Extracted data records
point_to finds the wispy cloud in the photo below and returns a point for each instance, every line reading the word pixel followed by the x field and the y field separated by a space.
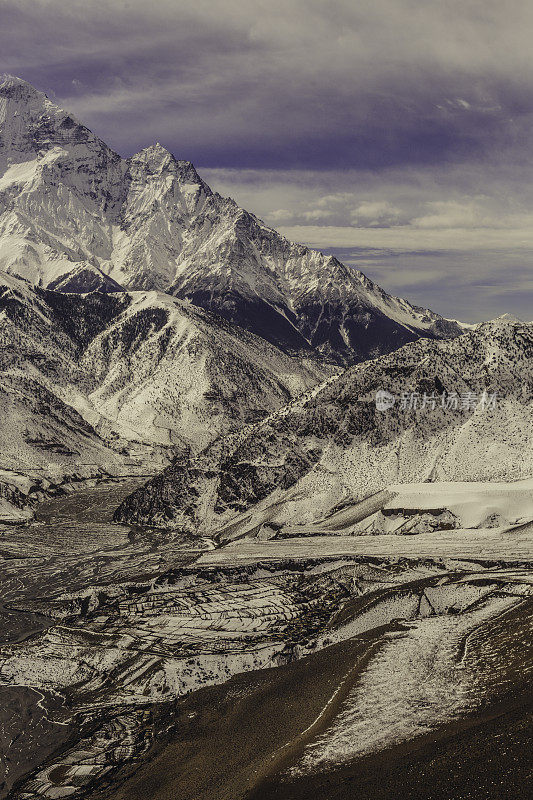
pixel 394 125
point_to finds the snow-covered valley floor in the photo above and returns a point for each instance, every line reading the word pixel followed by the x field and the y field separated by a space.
pixel 110 634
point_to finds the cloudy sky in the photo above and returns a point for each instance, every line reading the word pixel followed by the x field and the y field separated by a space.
pixel 396 133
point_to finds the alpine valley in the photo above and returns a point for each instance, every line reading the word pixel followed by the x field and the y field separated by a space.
pixel 225 570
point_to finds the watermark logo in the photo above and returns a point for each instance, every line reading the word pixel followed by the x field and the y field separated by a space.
pixel 447 401
pixel 384 400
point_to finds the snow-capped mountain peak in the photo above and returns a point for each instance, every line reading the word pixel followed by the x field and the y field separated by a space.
pixel 70 206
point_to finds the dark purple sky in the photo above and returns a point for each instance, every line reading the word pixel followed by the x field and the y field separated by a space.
pixel 396 131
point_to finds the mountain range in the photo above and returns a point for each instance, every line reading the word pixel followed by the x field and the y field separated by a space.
pixel 143 315
pixel 317 463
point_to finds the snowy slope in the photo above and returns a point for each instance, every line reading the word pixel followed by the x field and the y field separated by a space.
pixel 99 377
pixel 335 449
pixel 75 216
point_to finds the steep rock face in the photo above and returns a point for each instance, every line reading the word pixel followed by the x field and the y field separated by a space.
pixel 73 212
pixel 335 447
pixel 97 377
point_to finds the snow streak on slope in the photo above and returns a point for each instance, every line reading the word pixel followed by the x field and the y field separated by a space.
pixel 75 216
pixel 336 448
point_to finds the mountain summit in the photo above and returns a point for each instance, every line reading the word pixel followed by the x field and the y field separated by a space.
pixel 75 216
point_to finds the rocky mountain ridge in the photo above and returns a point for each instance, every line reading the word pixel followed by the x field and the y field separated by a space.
pixel 75 216
pixel 336 447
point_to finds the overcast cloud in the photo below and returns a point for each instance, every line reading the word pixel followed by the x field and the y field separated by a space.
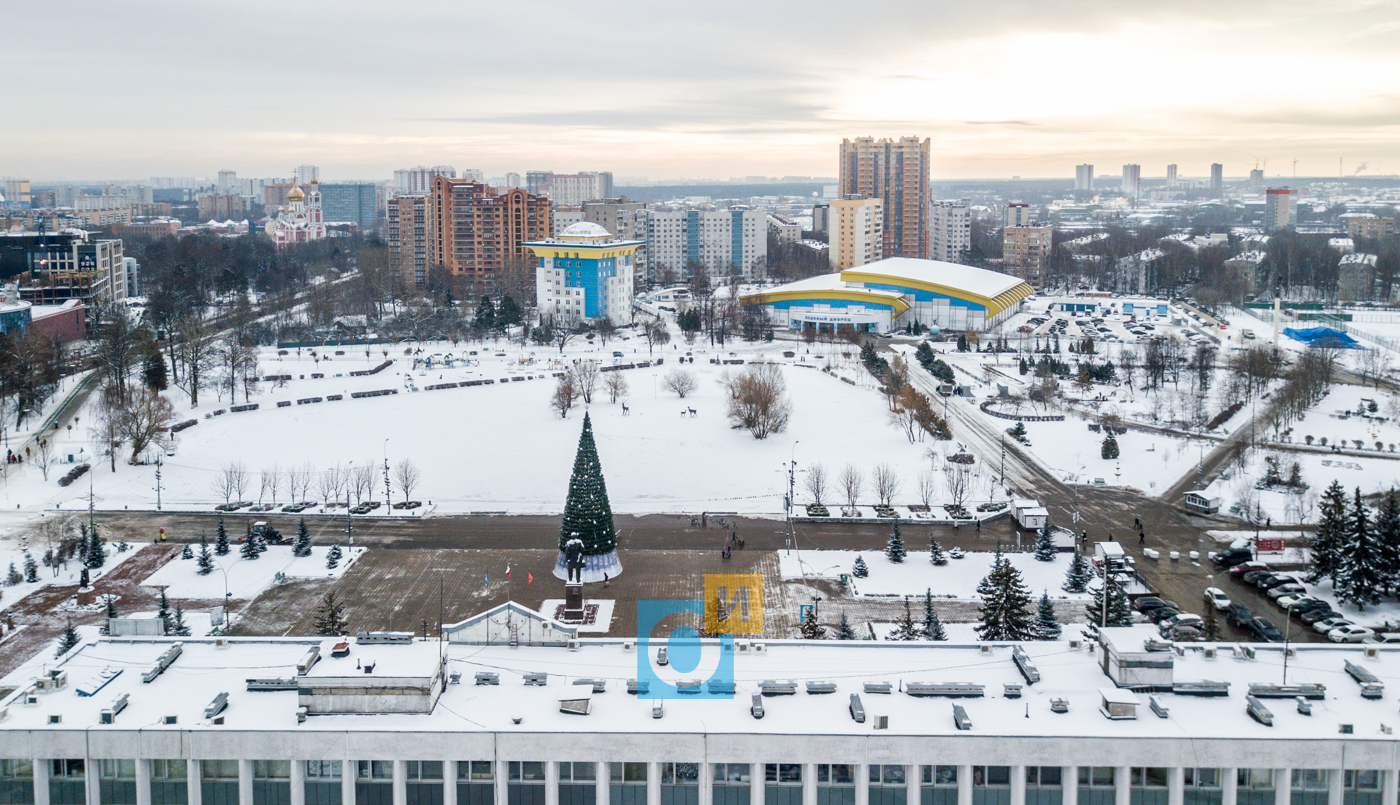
pixel 132 88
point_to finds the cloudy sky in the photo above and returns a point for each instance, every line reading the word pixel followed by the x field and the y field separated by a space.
pixel 133 88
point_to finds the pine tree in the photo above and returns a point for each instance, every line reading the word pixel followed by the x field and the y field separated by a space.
pixel 1077 578
pixel 905 627
pixel 843 629
pixel 1110 447
pixel 1361 576
pixel 331 618
pixel 587 511
pixel 933 629
pixel 895 548
pixel 1327 543
pixel 1005 602
pixel 221 539
pixel 1047 626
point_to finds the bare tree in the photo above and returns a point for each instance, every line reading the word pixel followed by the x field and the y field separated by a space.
pixel 681 381
pixel 886 483
pixel 815 482
pixel 406 475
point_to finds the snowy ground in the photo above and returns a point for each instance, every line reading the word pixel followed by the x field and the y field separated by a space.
pixel 916 574
pixel 245 578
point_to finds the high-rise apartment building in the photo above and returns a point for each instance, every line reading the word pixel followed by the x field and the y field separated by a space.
pixel 721 242
pixel 857 233
pixel 1084 177
pixel 406 227
pixel 475 233
pixel 949 228
pixel 1280 209
pixel 1025 252
pixel 1131 179
pixel 896 172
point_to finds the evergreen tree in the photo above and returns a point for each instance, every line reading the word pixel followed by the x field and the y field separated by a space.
pixel 895 548
pixel 1110 447
pixel 843 629
pixel 587 511
pixel 206 560
pixel 905 627
pixel 331 618
pixel 933 629
pixel 1005 602
pixel 220 539
pixel 1077 578
pixel 1045 546
pixel 1361 576
pixel 1047 626
pixel 1327 543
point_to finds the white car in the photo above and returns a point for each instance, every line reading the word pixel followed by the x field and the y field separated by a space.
pixel 1350 634
pixel 1217 598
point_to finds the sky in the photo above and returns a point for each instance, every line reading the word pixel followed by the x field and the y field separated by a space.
pixel 137 88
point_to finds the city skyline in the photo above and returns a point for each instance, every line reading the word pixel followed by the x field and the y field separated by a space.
pixel 262 87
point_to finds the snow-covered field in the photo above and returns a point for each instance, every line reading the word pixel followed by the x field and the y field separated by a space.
pixel 247 578
pixel 916 574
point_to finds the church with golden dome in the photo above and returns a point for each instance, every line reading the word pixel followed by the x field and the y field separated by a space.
pixel 301 220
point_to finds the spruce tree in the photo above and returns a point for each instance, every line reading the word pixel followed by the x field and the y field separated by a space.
pixel 1327 543
pixel 843 629
pixel 1361 576
pixel 1077 578
pixel 933 629
pixel 1045 546
pixel 895 548
pixel 587 511
pixel 1005 602
pixel 221 539
pixel 1047 626
pixel 331 618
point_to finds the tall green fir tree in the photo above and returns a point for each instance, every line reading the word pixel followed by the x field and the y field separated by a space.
pixel 1005 602
pixel 1329 541
pixel 895 548
pixel 587 510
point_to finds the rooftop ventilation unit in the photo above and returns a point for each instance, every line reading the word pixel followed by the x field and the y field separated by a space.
pixel 290 683
pixel 1371 685
pixel 217 706
pixel 945 689
pixel 1257 711
pixel 1204 688
pixel 1287 690
pixel 1024 664
pixel 574 706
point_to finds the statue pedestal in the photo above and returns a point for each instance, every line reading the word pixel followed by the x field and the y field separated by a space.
pixel 574 601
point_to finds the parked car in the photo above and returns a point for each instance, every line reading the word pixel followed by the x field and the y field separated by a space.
pixel 1217 598
pixel 1350 634
pixel 1264 630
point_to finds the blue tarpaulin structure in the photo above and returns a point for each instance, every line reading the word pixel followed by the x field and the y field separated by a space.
pixel 1323 338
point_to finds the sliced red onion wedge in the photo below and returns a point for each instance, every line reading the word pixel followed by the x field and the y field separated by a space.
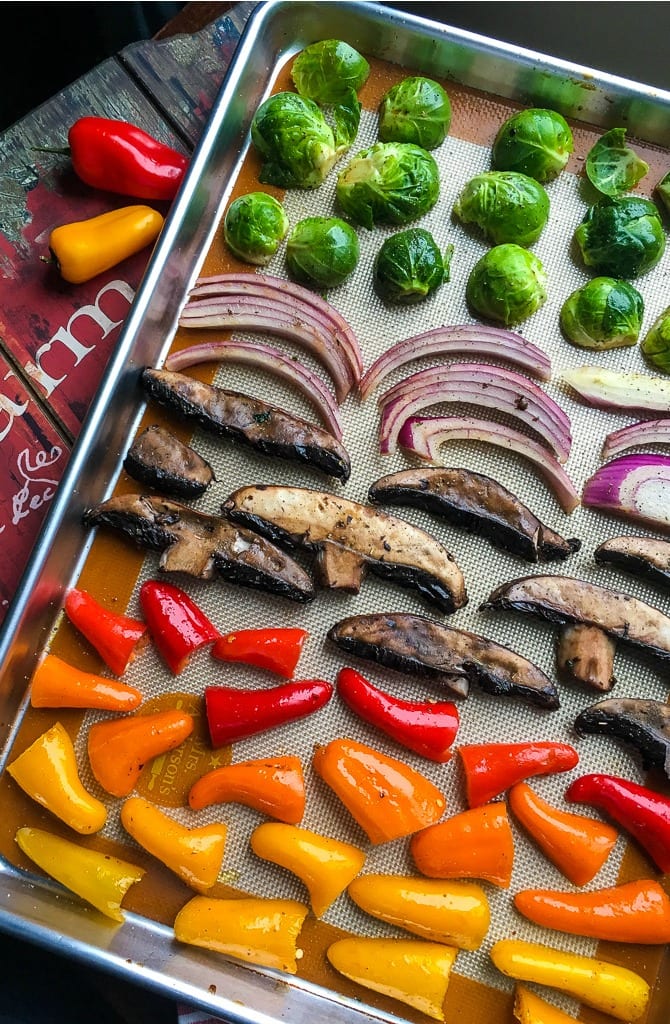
pixel 642 432
pixel 424 435
pixel 478 339
pixel 478 384
pixel 264 357
pixel 636 486
pixel 611 389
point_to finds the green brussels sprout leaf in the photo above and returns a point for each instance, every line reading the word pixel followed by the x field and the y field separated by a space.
pixel 613 167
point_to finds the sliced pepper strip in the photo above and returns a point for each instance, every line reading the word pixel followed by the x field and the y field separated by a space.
pixel 603 986
pixel 474 844
pixel 577 845
pixel 493 768
pixel 97 878
pixel 426 727
pixel 117 638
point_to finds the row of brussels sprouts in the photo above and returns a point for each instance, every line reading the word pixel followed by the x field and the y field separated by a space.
pixel 300 135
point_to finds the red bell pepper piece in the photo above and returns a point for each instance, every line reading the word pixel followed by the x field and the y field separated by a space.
pixel 117 638
pixel 177 626
pixel 234 714
pixel 493 768
pixel 642 812
pixel 121 158
pixel 427 728
pixel 275 649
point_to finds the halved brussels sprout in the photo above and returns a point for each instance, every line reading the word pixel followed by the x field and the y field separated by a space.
pixel 410 266
pixel 322 251
pixel 416 110
pixel 536 141
pixel 388 183
pixel 508 284
pixel 621 237
pixel 506 205
pixel 254 225
pixel 604 313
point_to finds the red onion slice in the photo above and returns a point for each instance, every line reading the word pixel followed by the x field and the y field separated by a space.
pixel 424 435
pixel 264 357
pixel 478 384
pixel 636 486
pixel 458 340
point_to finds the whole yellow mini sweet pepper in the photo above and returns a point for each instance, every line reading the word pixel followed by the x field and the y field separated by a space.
pixel 47 772
pixel 413 972
pixel 325 865
pixel 99 879
pixel 260 931
pixel 603 986
pixel 85 248
pixel 194 854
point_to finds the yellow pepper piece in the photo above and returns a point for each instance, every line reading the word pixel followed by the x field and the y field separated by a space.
pixel 455 912
pixel 194 854
pixel 97 878
pixel 253 929
pixel 325 865
pixel 86 248
pixel 409 970
pixel 603 986
pixel 47 772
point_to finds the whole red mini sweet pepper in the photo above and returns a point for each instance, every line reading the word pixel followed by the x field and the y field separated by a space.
pixel 642 812
pixel 427 728
pixel 176 625
pixel 121 158
pixel 234 714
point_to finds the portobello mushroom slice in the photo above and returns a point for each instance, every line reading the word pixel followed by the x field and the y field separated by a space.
pixel 477 504
pixel 251 422
pixel 585 654
pixel 349 539
pixel 643 556
pixel 642 723
pixel 420 646
pixel 563 600
pixel 160 460
pixel 202 546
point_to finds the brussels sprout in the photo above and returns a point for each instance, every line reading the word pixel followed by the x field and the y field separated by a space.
pixel 388 183
pixel 416 110
pixel 604 313
pixel 612 167
pixel 294 140
pixel 410 266
pixel 621 237
pixel 254 225
pixel 535 141
pixel 656 344
pixel 508 284
pixel 506 205
pixel 322 251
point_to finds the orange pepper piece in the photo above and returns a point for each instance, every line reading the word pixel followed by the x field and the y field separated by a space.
pixel 576 844
pixel 119 750
pixel 474 844
pixel 274 786
pixel 387 798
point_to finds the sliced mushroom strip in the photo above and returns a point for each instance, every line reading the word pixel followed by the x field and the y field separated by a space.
pixel 202 546
pixel 419 646
pixel 562 600
pixel 477 504
pixel 348 539
pixel 256 424
pixel 642 723
pixel 585 654
pixel 642 556
pixel 160 460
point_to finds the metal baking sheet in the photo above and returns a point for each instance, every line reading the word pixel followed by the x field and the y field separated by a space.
pixel 487 76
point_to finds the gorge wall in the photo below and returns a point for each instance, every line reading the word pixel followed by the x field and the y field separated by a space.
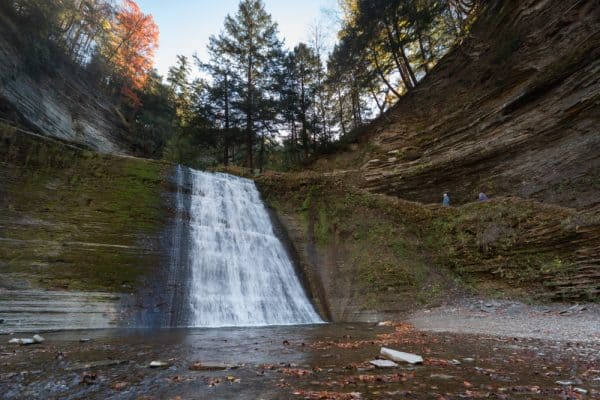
pixel 513 110
pixel 62 104
pixel 84 236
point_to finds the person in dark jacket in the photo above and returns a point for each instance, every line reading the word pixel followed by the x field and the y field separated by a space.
pixel 446 200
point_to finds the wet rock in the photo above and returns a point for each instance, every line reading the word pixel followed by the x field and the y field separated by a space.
pixel 383 363
pixel 159 364
pixel 395 355
pixel 23 341
pixel 119 386
pixel 441 376
pixel 95 364
pixel 566 383
pixel 88 378
pixel 209 366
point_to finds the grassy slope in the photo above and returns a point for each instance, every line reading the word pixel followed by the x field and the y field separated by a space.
pixel 75 219
pixel 407 253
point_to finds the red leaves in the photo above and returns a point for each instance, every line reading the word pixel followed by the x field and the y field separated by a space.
pixel 134 41
pixel 403 334
pixel 295 372
pixel 324 395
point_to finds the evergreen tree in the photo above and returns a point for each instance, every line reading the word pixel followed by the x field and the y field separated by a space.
pixel 250 45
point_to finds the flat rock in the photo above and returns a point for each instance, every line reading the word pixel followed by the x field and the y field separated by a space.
pixel 401 356
pixel 441 376
pixel 158 364
pixel 383 363
pixel 209 366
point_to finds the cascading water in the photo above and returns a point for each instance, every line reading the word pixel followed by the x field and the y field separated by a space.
pixel 241 274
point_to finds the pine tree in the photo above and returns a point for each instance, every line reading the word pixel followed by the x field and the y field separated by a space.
pixel 250 45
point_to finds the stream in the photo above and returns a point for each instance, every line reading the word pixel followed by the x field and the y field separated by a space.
pixel 307 362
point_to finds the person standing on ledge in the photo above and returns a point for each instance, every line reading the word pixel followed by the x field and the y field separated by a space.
pixel 446 200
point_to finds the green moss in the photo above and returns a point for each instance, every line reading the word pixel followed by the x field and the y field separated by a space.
pixel 504 247
pixel 80 220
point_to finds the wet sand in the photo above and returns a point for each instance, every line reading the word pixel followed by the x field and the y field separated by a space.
pixel 314 362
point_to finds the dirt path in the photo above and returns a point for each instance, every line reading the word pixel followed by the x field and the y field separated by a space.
pixel 562 322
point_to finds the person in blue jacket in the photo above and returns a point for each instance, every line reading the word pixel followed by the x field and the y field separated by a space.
pixel 446 200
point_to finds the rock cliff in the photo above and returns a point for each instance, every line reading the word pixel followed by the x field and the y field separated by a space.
pixel 62 105
pixel 513 110
pixel 84 237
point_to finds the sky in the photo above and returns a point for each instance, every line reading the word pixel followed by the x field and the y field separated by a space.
pixel 186 25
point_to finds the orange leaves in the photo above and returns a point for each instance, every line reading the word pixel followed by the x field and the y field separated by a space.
pixel 133 42
pixel 324 395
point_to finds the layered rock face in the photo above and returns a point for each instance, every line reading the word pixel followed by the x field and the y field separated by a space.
pixel 513 110
pixel 84 237
pixel 62 106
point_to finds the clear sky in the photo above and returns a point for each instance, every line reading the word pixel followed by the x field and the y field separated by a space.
pixel 186 25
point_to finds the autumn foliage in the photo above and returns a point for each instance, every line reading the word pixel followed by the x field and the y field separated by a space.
pixel 133 42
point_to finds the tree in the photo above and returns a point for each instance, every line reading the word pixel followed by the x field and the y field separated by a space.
pixel 250 45
pixel 131 44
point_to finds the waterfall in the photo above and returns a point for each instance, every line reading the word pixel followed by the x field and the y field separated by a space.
pixel 240 273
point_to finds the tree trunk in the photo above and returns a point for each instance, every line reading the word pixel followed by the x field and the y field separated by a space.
pixel 341 112
pixel 382 75
pixel 303 107
pixel 401 68
pixel 249 120
pixel 408 67
pixel 227 127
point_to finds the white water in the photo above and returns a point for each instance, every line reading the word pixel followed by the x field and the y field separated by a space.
pixel 241 273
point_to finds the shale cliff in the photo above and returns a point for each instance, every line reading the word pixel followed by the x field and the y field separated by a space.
pixel 84 237
pixel 60 104
pixel 513 110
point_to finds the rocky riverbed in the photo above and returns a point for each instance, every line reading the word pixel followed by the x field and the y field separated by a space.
pixel 313 362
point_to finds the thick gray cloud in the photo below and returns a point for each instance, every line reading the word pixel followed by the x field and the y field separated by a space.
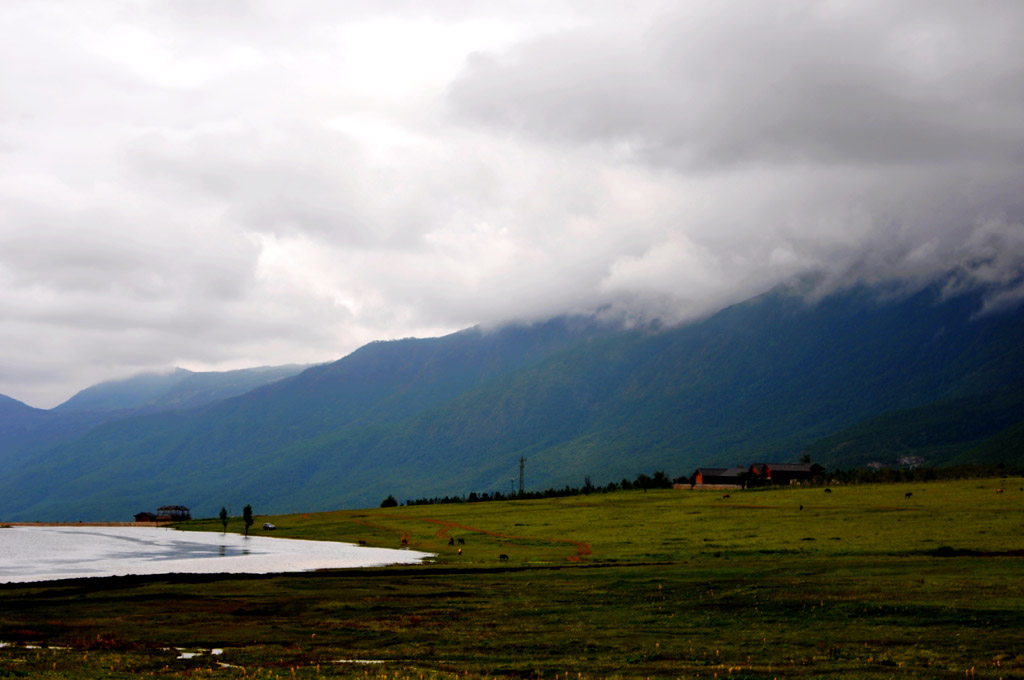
pixel 232 183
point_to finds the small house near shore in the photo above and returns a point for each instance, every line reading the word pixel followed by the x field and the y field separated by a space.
pixel 759 474
pixel 783 473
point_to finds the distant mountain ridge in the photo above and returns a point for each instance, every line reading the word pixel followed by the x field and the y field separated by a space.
pixel 764 380
pixel 177 388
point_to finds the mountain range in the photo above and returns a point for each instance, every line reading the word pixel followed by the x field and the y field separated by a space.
pixel 864 375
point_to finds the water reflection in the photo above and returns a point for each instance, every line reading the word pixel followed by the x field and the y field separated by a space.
pixel 42 553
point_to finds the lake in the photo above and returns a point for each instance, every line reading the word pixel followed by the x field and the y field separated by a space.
pixel 47 553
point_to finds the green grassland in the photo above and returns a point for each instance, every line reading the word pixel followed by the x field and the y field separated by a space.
pixel 861 582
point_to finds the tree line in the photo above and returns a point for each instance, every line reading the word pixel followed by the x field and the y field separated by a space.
pixel 660 480
pixel 642 481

§ SHORT TASK: Copy the stretch of records above word for word, from the line containing "point_to finds the mountain summit" through the line containing "pixel 245 578", including both of those lines. Leave the pictures out of your copy.

§ RIGHT ANSWER:
point_to finds the mountain summit in the photo above and returns a point for each instance, every line reading the word pixel followed by the x field and the y field separated by a space.
pixel 75 216
point_to finds the rocky mountain ridge in the photo above and returns a point for each instance, every line reading the word pixel followed by the x field and the y field separated by a space.
pixel 75 216
pixel 336 447
point_to finds the overcast cloud in the photo below and returns a point for each instance, every line reading the word pixel followed by the x field and the y field separated by a space.
pixel 132 88
point_to finds the cloudy sky in the photo above and returns a point for each instance, every line reading the word pixel followed by the x field and the y field separated by a space.
pixel 133 88
point_to finds the pine tree in the photo above and returns a point for each instance, every line reading the word pixel followed by the x field and the y field separated by a space.
pixel 1077 578
pixel 905 627
pixel 843 629
pixel 1110 447
pixel 1361 576
pixel 331 618
pixel 587 511
pixel 933 629
pixel 895 548
pixel 1327 543
pixel 1005 602
pixel 221 539
pixel 1047 626
point_to finds the bare tree in the photo above and returns a point for each instance, every line reading the word pixel followed by the x field and the y field separated by a space.
pixel 681 381
pixel 886 483
pixel 815 482
pixel 406 475
point_to finds the snowy ground in the photo above and returns a point for each instance, every line reading the word pixel followed by the x field and the y field separated by a space.
pixel 916 574
pixel 245 578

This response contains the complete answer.